[EXERCISE DATA]

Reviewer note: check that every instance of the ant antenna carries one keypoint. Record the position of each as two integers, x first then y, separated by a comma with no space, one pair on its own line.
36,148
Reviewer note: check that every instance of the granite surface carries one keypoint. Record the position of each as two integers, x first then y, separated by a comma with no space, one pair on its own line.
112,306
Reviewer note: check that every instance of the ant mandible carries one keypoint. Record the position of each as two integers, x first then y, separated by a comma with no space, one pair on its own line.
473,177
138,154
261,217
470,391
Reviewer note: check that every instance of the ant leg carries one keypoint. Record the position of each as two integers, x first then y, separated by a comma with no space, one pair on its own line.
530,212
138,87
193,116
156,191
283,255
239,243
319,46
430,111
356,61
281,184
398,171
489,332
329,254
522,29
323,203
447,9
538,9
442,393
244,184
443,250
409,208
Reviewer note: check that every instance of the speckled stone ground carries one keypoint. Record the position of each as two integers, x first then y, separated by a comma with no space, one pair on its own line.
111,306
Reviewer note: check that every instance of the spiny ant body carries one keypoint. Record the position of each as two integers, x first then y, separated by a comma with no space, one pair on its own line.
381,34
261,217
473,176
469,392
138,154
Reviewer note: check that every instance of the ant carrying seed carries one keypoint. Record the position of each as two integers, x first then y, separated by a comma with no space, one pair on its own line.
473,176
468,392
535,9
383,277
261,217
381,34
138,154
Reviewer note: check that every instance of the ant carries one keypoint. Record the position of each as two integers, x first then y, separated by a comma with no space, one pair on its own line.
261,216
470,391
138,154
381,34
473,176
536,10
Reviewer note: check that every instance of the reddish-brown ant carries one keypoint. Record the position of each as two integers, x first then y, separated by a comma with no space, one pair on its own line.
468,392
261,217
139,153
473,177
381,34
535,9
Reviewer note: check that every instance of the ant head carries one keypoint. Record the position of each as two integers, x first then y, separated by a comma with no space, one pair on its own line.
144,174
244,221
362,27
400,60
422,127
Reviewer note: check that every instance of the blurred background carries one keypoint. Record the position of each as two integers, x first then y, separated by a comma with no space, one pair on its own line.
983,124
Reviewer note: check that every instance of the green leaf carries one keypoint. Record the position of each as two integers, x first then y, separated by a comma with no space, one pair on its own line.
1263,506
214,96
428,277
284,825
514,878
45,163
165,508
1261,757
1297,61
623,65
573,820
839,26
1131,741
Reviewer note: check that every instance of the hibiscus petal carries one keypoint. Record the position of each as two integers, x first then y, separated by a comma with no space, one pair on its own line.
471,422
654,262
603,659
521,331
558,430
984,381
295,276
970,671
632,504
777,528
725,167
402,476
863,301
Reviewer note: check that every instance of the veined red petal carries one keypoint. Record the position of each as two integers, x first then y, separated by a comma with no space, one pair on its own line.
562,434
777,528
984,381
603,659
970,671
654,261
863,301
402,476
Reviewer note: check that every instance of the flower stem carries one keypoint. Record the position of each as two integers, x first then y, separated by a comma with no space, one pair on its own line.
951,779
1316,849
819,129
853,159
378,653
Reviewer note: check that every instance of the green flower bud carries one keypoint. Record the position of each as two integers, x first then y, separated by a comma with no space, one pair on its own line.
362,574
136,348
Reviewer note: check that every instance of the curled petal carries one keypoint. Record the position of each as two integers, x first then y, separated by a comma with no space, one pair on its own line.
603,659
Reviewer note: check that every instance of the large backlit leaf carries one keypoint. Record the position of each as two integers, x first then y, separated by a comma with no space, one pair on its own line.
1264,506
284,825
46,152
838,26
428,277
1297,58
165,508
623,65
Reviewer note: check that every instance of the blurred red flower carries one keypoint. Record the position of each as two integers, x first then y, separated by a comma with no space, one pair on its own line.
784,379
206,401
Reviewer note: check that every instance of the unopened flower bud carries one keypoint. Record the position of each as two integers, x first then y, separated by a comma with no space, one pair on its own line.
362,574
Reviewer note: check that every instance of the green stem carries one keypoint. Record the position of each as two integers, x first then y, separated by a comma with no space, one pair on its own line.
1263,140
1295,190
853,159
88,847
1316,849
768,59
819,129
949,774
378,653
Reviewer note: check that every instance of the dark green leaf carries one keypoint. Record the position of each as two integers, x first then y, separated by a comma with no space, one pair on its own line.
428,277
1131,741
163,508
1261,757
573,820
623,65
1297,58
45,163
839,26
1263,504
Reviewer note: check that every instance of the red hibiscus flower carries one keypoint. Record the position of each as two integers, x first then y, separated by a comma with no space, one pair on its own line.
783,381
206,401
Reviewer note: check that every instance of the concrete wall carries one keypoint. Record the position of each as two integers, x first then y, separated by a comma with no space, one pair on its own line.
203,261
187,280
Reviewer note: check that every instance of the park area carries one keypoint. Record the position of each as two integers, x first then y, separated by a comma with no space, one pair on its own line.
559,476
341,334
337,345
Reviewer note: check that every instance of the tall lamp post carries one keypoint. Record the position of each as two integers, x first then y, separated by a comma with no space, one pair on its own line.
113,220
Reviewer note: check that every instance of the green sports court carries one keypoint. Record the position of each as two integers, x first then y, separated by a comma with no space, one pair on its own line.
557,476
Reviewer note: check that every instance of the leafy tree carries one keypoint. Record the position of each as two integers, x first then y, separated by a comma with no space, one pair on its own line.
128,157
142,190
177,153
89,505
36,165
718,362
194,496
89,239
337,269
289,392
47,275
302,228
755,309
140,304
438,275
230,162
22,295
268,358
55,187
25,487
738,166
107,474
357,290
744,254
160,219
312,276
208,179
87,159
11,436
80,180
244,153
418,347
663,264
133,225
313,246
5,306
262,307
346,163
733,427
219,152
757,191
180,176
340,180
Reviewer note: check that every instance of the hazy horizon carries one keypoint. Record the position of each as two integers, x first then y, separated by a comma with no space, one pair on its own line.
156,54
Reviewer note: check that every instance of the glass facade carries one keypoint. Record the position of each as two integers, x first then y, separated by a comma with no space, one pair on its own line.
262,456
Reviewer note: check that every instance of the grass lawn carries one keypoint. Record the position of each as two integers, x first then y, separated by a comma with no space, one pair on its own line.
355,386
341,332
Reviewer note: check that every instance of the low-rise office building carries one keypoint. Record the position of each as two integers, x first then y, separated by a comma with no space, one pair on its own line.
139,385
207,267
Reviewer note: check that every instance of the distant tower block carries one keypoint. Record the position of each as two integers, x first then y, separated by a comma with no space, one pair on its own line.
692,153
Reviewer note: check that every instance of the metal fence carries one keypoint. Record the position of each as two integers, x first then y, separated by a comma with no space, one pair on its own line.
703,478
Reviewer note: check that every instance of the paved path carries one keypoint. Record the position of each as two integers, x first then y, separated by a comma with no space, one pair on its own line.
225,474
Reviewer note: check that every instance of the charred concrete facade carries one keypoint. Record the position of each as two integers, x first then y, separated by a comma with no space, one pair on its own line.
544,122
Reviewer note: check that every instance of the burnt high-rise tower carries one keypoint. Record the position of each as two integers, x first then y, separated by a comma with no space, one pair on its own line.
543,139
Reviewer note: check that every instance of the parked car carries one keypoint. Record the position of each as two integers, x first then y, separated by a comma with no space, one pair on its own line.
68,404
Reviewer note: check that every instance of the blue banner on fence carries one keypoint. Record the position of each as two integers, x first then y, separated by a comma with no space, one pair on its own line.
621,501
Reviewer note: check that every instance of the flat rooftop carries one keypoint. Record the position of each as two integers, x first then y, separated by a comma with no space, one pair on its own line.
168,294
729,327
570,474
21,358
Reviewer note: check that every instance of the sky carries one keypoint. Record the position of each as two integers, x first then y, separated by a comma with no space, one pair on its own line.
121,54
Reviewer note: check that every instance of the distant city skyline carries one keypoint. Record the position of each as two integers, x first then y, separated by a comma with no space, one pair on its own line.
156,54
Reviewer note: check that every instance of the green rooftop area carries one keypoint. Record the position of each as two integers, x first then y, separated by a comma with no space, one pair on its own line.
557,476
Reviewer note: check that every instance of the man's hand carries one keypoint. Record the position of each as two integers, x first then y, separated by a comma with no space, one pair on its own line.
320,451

[/EXERCISE DATA]

### [WORK REQUIRED]
Beginning at the line where "Reviewer note: check that every instance of the burnt" appears, extract each line through the end of the data above; keep them exact and include nothing else.

### [ANSWER TO THIS PROBLEM]
Reviewer note: check that every instance of the burnt high-rise tower carries one keypoint. Record the position of each as two integers, x first then y, separated by a comma with no space, one pair on its own line.
543,139
Reviewer note: check that every instance of the parked car carries one keypoint. Record the position of each as two integers, x first then y, separated by a comma with no space, one pair on its own line.
68,404
Reviewer note: check that every instance of the blue banner on fence carries one keypoint. Record the position of each as two integers, x first then y, separated by a comma with no space, one pair on its own line.
621,501
Reviewer note: check that every instance of the flat rooftop carries one keypoint. Record the position of each as two integers, x first then y, separated by a comma with no space, one pair on its own line.
168,294
729,327
570,474
21,358
Reviewer note: check that every instance of the sky carries one keypoint. Record the position of each as two integers, x first then y, separated by a comma with no space, one pair on its own line.
121,54
Reviewer note: check that every instance of the distant city skyline carries one keypoint. Record the position of each as two integers, x first then y, separated by a comma with no space, one pair on its own line.
156,54
Reviewer note: check that every instance of the green rooftop area carries one keypoint. Record the position of each as two integers, x first then y, separated by a comma with no space, one pair on its own line.
557,476
Reviewer note: check that every instance of the man's hand carries one keypoint. Record the position of each as two integers, x first then y, separated by a comma with no space, one pair on its own line.
320,451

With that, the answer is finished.